**Exercise brief:**
The lines to copy are those holding the string "return" in the entries below.

--

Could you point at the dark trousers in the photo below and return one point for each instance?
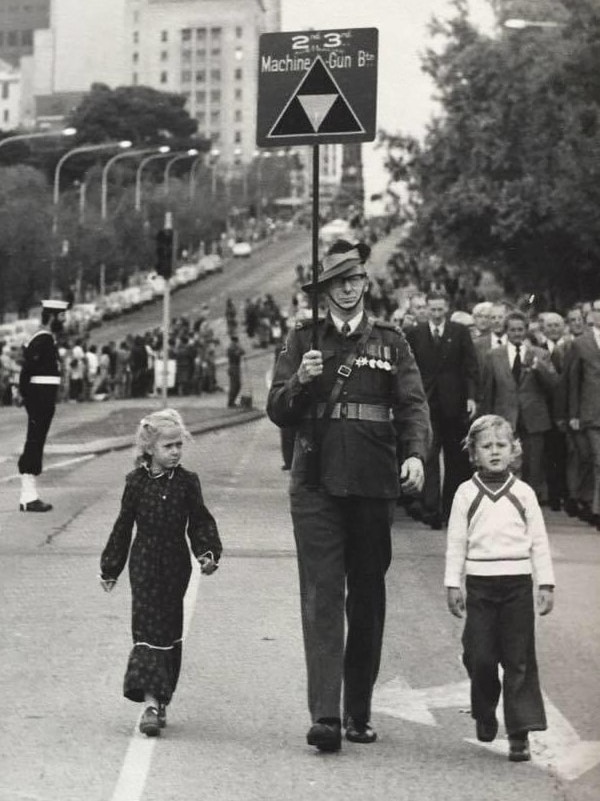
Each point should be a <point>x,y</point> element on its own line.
<point>500,630</point>
<point>344,551</point>
<point>40,406</point>
<point>448,437</point>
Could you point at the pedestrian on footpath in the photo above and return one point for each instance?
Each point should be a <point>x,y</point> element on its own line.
<point>165,502</point>
<point>362,423</point>
<point>497,537</point>
<point>39,383</point>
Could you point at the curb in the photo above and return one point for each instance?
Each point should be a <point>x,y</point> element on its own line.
<point>101,446</point>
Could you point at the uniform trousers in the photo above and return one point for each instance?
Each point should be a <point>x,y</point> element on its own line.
<point>500,630</point>
<point>40,406</point>
<point>344,551</point>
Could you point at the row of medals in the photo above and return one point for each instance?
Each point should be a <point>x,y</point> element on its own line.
<point>374,364</point>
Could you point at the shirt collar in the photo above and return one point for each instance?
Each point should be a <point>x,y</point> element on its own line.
<point>353,322</point>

--

**Solved exercise:**
Could you point at the dark trousers in the photo below and return one point for each instance?
Could you point at the pedestrian on footpath in the photo above and return one point for each instance?
Could you point at the curb in the photo above and return one point for each instance?
Could you point at the uniform trousers in the photo above and return one point for each instance?
Could you point at the row of medals in the photo above and return one point for each instance?
Could you point at the shirt collar in the photo above and return one point for each instance?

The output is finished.